Given problem ->
Please rewrite the records that open with the line containing "query | folded dollar bill" and close with the line containing "(1226, 101)", replacing "taxi interior" with "cab interior" and keeping everything else unchanged. Return only those lines.

Records ->
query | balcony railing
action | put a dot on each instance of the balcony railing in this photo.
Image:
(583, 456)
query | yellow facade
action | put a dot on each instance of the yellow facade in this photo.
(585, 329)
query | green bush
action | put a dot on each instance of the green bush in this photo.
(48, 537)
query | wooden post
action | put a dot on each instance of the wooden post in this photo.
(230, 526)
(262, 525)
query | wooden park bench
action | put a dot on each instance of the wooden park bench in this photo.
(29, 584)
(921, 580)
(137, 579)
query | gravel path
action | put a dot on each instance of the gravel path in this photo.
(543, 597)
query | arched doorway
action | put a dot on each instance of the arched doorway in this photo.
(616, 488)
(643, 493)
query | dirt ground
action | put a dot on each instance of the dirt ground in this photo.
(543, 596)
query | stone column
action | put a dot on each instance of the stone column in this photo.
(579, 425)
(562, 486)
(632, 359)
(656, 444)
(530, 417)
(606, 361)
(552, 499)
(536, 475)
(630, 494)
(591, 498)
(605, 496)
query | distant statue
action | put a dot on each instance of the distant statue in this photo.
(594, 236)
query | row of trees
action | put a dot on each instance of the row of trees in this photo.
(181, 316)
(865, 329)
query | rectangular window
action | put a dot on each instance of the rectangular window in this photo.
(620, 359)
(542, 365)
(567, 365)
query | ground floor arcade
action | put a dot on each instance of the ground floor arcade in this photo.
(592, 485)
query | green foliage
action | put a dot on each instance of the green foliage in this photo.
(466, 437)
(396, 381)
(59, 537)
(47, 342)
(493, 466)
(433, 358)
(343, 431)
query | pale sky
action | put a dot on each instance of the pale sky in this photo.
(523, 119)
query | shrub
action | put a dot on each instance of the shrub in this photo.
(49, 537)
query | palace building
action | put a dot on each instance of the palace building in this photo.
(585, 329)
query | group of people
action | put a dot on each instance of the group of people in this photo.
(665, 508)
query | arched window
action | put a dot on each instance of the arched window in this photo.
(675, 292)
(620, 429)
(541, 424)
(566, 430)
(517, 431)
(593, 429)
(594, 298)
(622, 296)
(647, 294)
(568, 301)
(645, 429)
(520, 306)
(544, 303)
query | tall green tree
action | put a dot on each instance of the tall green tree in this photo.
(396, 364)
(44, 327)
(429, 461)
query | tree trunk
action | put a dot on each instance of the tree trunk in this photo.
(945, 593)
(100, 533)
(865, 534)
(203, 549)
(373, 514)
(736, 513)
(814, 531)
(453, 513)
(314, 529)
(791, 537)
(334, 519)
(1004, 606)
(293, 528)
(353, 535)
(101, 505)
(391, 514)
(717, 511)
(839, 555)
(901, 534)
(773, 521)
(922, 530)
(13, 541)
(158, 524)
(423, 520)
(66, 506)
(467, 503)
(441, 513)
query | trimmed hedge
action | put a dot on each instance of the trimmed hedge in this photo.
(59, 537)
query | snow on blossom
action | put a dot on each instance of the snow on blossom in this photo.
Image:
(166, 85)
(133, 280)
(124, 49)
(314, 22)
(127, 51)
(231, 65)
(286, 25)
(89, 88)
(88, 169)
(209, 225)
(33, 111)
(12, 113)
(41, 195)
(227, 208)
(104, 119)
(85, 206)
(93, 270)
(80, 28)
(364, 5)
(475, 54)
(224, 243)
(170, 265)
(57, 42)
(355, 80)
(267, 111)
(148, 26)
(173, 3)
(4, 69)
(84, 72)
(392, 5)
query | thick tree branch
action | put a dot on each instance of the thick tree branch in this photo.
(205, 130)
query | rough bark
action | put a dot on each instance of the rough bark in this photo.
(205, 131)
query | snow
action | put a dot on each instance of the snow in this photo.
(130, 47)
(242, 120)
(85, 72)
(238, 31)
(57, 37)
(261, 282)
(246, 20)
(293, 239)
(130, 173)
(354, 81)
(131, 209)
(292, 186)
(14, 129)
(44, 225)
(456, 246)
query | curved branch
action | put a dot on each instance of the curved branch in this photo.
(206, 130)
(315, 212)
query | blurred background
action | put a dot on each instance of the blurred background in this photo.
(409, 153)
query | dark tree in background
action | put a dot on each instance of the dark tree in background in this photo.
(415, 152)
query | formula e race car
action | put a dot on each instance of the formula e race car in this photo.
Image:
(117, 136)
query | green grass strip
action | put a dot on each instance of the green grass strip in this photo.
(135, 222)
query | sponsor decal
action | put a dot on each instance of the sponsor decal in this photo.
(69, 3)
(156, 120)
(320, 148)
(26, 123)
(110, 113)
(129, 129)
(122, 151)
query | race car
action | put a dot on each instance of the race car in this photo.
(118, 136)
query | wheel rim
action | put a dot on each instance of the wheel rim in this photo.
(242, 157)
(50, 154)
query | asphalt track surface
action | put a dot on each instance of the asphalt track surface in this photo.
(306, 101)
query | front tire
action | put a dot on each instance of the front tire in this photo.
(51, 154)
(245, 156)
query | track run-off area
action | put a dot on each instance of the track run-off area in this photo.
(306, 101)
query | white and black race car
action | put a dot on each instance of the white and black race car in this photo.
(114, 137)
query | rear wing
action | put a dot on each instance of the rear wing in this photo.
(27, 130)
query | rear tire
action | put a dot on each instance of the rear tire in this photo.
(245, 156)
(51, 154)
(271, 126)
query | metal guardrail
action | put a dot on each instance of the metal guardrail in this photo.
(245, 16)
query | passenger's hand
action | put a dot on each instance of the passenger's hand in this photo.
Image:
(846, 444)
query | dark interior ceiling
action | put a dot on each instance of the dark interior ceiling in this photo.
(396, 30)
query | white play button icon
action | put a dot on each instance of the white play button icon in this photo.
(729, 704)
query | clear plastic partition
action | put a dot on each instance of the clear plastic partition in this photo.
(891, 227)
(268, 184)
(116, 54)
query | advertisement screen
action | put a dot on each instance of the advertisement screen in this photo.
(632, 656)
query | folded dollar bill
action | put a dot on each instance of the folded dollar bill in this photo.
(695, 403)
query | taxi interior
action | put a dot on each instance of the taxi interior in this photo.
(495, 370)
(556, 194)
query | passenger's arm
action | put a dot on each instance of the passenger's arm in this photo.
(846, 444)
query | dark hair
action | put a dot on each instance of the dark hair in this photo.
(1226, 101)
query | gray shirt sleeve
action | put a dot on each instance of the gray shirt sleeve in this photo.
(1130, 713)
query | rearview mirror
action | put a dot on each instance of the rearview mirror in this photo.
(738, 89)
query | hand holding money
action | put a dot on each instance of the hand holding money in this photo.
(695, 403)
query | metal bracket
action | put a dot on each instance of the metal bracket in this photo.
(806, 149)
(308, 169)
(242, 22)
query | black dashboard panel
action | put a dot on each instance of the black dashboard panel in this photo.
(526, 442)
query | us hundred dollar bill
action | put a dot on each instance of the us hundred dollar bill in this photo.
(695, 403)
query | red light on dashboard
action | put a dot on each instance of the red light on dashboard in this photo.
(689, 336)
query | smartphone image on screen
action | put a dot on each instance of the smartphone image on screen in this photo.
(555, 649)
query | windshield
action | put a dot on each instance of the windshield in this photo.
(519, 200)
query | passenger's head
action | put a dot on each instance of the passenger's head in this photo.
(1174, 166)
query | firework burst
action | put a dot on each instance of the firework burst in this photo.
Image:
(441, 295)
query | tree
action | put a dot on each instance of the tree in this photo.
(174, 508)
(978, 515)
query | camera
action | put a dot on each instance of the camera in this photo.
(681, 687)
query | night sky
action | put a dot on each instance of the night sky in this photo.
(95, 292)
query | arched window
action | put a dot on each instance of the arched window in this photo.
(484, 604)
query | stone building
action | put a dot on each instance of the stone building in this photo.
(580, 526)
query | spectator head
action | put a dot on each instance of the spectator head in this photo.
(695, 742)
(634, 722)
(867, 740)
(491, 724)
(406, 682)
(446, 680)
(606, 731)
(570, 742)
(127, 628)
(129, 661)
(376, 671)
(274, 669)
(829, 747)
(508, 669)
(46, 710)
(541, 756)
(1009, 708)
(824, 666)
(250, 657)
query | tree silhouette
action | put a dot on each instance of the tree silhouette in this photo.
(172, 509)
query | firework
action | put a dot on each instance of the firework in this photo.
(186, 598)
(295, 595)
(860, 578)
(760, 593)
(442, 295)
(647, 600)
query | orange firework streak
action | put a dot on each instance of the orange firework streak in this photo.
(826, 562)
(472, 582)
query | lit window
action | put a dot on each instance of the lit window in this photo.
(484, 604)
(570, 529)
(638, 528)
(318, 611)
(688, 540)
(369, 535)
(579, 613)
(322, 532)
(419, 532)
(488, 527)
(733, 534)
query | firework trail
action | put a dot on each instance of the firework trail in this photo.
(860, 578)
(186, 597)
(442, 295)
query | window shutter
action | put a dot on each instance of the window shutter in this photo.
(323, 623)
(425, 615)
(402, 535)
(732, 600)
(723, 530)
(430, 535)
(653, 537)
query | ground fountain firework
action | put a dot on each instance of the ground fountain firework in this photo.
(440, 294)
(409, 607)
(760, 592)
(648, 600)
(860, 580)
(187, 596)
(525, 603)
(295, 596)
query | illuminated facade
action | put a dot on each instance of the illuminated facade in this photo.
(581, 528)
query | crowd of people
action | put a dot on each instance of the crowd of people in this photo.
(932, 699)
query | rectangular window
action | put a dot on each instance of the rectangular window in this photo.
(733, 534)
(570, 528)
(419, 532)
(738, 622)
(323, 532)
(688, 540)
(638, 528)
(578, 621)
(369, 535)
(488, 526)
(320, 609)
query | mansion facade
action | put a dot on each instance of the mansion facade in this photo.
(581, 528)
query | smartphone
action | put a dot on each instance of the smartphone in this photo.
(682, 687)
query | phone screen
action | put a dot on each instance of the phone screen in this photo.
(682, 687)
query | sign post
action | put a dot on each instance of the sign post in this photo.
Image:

Output for this exercise ->
query | folded dollar bill
action | put a dot on each instance of the folded dollar bill in this photo.
(695, 403)
query | cab interior
action | put a dot on each instance of the cab interior in this photo.
(495, 370)
(556, 194)
query | passenger's arm
action | put a dot on each instance of the passenger's arm in this photo.
(846, 444)
query | dark hair
action | put a dot on each instance of the dark hair in this photo.
(1226, 101)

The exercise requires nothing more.